* Task requirements
Rescale the part of the rows that opens with the line containing "Report one dot per instance of the black" and closes with the final line of the rows, reproducing every line in it, requests included. Multiply each coordinate in the answers by 0.4 and round to the nearest whole number, with halves rounded up.

* Photo object pointing rows

[Start]

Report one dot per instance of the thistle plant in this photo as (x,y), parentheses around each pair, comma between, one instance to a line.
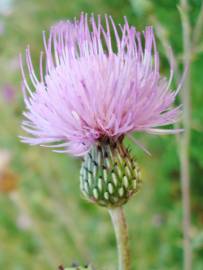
(101,83)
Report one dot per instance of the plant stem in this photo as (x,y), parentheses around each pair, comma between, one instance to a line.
(185,139)
(121,232)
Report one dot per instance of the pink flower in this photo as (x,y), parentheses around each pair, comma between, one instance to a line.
(92,89)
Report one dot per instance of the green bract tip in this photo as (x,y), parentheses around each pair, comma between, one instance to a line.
(109,175)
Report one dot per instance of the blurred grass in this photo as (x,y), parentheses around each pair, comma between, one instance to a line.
(45,222)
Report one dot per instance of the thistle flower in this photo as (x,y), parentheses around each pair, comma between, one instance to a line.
(100,84)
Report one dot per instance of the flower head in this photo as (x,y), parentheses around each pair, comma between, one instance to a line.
(99,82)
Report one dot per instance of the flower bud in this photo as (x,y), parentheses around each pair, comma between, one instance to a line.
(109,174)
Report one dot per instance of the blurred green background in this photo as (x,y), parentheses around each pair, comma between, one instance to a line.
(44,221)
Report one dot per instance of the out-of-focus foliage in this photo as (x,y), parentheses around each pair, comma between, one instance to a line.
(44,221)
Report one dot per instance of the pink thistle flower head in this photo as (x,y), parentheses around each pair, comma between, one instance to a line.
(100,81)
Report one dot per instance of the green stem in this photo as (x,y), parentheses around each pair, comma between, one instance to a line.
(121,232)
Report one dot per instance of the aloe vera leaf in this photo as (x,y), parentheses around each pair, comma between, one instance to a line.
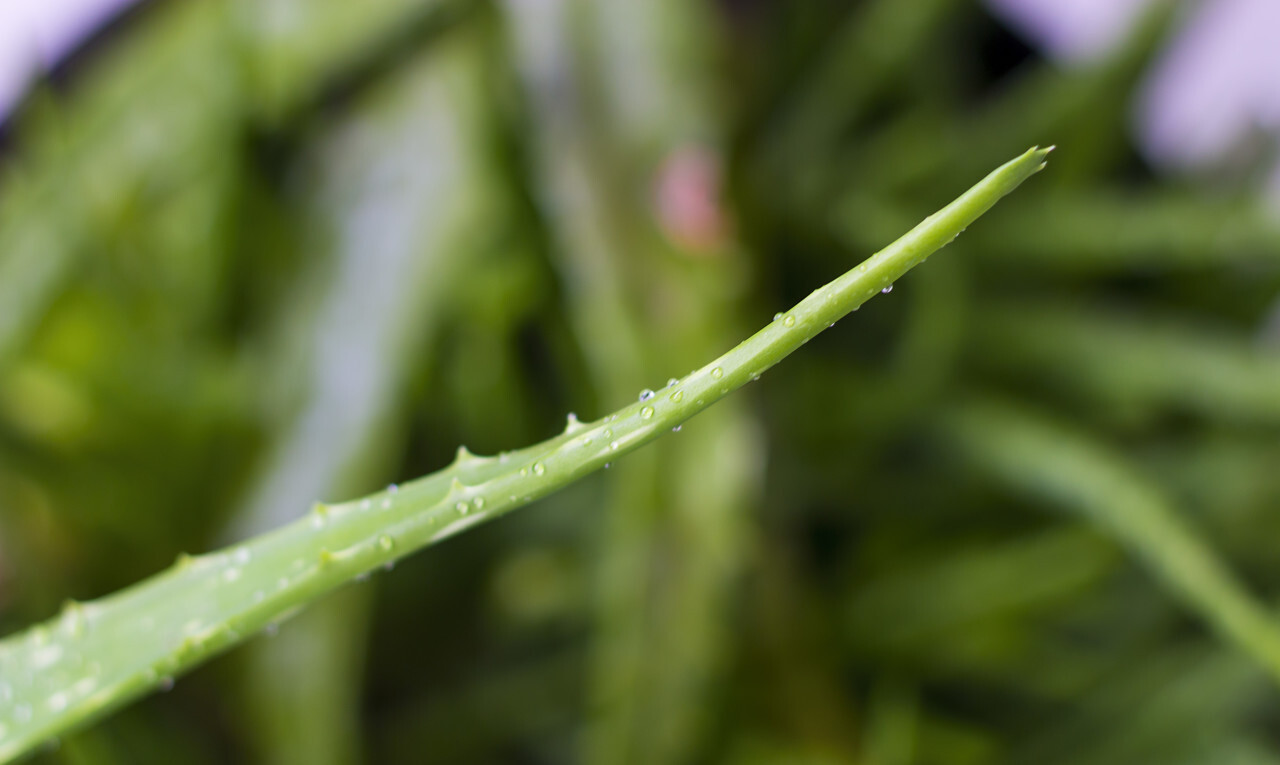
(410,157)
(1066,467)
(97,655)
(657,641)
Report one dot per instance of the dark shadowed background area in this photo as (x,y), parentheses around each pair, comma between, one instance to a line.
(1023,508)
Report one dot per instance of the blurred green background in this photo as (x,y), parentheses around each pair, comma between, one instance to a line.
(1022,509)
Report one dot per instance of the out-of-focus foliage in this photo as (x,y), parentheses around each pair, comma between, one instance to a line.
(256,253)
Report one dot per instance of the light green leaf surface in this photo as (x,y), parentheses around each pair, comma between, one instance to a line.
(97,655)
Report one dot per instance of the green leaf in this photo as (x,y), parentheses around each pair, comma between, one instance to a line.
(97,655)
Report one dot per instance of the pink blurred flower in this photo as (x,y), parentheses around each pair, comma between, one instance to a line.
(688,200)
(1216,83)
(35,35)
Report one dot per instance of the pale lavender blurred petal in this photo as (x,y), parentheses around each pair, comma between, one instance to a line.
(36,33)
(1072,31)
(1217,82)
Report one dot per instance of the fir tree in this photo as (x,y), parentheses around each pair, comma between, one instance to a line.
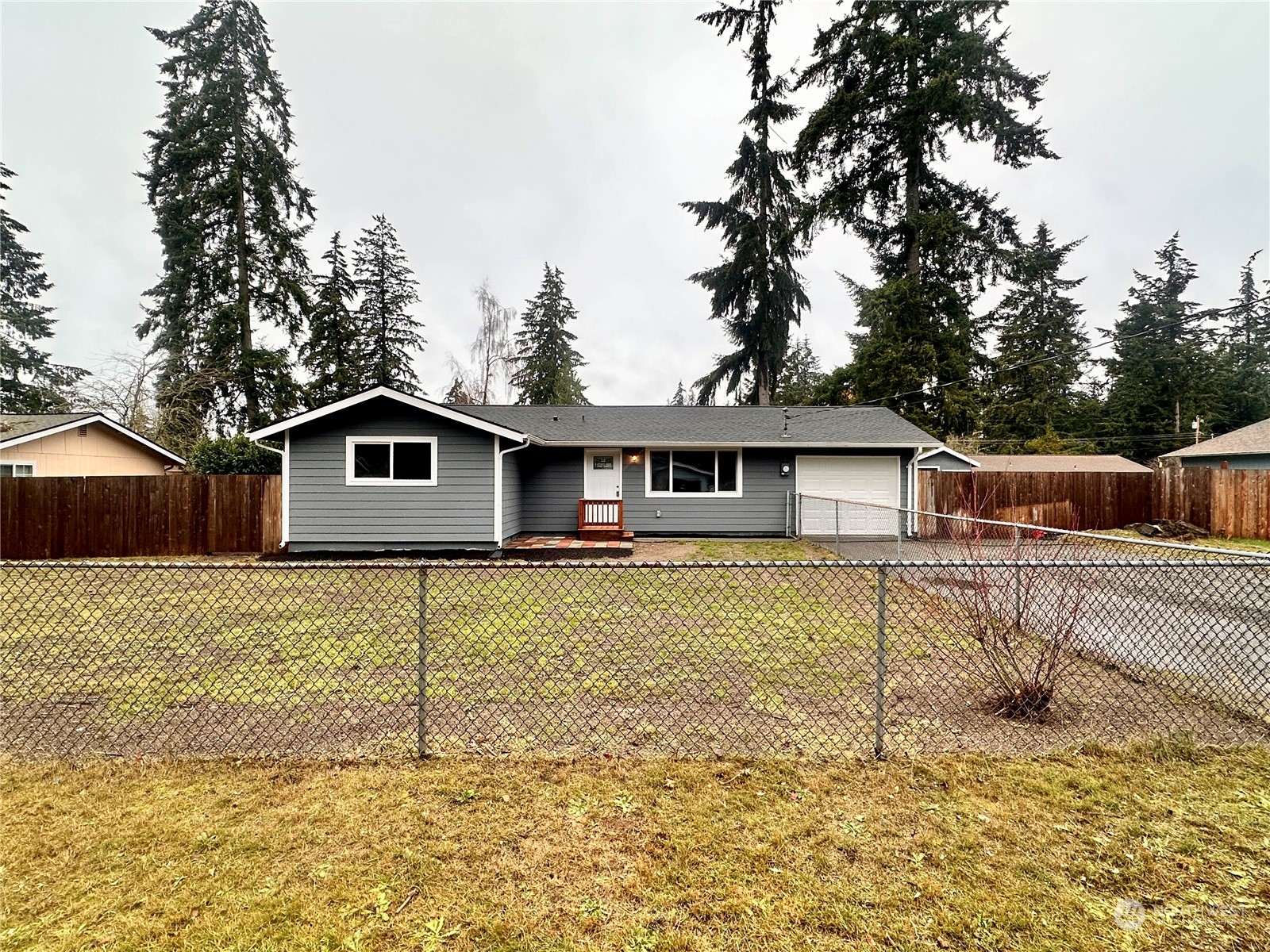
(232,217)
(802,378)
(546,361)
(1162,371)
(391,334)
(1244,357)
(755,291)
(902,79)
(1034,380)
(334,352)
(29,382)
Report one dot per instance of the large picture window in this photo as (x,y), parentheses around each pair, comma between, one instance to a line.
(391,461)
(694,473)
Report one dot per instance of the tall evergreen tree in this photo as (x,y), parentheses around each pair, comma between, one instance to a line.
(29,381)
(546,361)
(334,351)
(756,291)
(1162,372)
(232,216)
(1244,355)
(1033,382)
(903,78)
(391,334)
(803,376)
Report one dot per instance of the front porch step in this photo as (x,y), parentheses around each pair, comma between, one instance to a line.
(588,533)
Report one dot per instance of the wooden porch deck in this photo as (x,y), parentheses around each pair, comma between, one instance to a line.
(567,547)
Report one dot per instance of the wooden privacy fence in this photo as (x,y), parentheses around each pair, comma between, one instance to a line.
(1232,503)
(1066,501)
(73,517)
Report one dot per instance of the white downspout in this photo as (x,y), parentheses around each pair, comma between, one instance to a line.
(498,486)
(286,489)
(286,482)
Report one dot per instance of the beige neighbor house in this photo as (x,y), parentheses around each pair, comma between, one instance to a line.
(78,444)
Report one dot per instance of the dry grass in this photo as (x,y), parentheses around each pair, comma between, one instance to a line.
(965,854)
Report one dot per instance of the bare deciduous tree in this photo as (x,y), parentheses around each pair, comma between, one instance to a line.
(487,378)
(125,389)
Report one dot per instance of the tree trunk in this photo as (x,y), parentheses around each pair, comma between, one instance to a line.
(912,183)
(244,287)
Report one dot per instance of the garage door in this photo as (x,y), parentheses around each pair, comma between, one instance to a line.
(860,479)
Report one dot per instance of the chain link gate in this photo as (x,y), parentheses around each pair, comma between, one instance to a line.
(708,659)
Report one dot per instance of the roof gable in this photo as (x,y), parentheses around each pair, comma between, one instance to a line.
(397,395)
(1254,438)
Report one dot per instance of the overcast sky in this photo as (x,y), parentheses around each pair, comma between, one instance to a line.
(501,136)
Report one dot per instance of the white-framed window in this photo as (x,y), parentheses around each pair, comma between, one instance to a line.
(391,461)
(692,473)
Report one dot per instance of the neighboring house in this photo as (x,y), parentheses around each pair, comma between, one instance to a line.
(1245,448)
(384,470)
(1062,463)
(946,460)
(78,444)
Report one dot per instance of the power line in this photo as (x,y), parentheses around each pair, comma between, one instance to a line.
(933,387)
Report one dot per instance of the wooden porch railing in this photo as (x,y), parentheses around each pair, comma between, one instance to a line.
(600,514)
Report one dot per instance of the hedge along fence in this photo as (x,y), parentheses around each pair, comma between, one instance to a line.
(78,517)
(1231,503)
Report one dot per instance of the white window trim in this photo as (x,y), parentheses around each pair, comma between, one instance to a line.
(21,463)
(717,494)
(349,480)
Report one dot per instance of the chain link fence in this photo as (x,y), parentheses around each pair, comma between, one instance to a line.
(1024,653)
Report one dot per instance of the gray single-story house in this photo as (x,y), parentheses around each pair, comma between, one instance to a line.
(1245,448)
(387,470)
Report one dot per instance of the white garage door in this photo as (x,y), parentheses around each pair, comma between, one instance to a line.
(860,479)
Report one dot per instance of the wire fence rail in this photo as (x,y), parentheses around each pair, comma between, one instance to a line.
(691,659)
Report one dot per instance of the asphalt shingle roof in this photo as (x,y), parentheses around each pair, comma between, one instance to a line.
(1254,438)
(643,425)
(13,425)
(1073,463)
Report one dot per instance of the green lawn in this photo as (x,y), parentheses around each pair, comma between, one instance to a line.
(968,854)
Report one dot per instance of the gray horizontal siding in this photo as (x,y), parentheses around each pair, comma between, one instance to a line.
(511,495)
(550,489)
(325,513)
(760,511)
(552,484)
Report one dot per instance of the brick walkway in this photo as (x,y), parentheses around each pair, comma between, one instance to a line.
(565,543)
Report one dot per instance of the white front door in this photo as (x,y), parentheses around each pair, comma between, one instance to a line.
(603,474)
(860,479)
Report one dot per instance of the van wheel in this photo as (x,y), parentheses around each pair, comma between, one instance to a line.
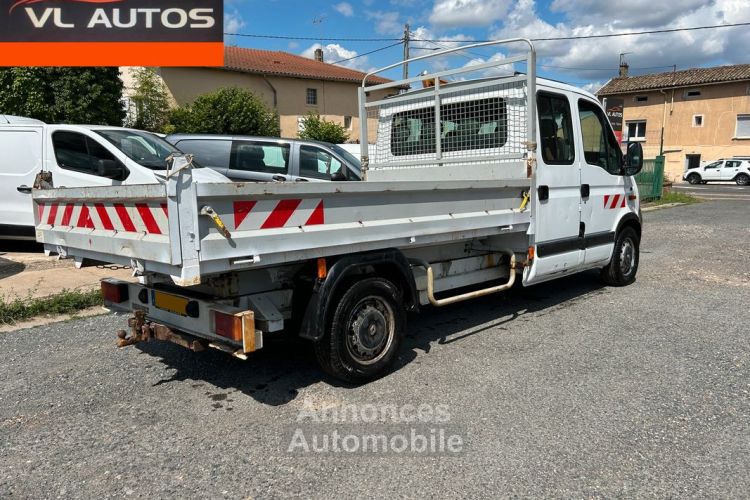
(365,332)
(623,267)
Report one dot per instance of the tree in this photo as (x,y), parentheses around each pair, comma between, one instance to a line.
(150,101)
(319,129)
(63,95)
(229,111)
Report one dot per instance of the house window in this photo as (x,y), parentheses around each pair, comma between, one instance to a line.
(636,130)
(743,127)
(312,97)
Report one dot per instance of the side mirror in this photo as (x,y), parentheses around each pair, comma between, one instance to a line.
(633,159)
(110,169)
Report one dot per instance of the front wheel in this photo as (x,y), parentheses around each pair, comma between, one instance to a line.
(623,267)
(365,332)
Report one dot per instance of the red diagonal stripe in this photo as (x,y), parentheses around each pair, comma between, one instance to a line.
(52,214)
(84,220)
(67,214)
(104,216)
(281,214)
(241,210)
(122,213)
(148,218)
(615,200)
(317,217)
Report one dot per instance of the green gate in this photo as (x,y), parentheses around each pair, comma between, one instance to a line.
(651,179)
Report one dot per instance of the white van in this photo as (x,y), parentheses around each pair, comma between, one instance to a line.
(75,156)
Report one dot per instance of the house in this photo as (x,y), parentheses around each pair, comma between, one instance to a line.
(692,115)
(291,84)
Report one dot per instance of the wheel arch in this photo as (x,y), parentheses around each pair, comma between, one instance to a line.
(390,264)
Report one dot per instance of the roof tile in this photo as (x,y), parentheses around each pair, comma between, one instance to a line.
(683,78)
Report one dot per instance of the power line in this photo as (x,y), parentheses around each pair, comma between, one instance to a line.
(367,53)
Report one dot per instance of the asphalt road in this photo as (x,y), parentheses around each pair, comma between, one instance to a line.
(567,389)
(716,191)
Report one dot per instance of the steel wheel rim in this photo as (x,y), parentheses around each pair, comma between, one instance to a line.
(627,257)
(371,329)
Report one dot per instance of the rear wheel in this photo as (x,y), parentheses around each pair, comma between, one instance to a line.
(623,267)
(365,332)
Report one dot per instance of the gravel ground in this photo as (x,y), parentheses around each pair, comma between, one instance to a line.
(567,389)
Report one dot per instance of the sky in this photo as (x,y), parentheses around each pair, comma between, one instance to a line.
(583,63)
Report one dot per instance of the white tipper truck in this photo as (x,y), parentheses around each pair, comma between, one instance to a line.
(469,184)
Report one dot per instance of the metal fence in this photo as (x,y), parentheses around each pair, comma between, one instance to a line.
(651,179)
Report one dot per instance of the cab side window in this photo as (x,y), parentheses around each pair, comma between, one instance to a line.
(599,144)
(555,129)
(74,151)
(318,164)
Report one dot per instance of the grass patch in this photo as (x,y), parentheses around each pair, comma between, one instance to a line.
(66,302)
(673,197)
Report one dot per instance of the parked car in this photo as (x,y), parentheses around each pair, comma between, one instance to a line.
(267,159)
(75,155)
(730,169)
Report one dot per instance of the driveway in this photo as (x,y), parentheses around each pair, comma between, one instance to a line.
(567,389)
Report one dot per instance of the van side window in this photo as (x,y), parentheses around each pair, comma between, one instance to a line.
(555,129)
(600,147)
(470,125)
(267,157)
(208,153)
(74,151)
(317,163)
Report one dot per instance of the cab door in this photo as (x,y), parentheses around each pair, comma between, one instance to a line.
(556,195)
(607,193)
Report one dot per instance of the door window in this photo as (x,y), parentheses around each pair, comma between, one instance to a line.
(555,129)
(317,163)
(264,157)
(600,147)
(77,152)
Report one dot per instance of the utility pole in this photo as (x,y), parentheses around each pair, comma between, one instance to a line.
(406,50)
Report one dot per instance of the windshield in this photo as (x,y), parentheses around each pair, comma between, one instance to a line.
(144,148)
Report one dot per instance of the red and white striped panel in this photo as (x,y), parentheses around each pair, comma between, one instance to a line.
(130,218)
(274,214)
(612,201)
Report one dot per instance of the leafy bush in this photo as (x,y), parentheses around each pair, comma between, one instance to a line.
(230,111)
(319,129)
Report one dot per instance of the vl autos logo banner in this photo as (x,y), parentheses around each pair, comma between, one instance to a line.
(111,33)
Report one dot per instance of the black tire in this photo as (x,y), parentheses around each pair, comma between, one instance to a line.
(623,267)
(365,332)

[End]

* Exercise output
Report one dot per instance of the black tire in this photo as (x,y), parentheses around each pair, comma between, one instance to a line.
(249,107)
(146,133)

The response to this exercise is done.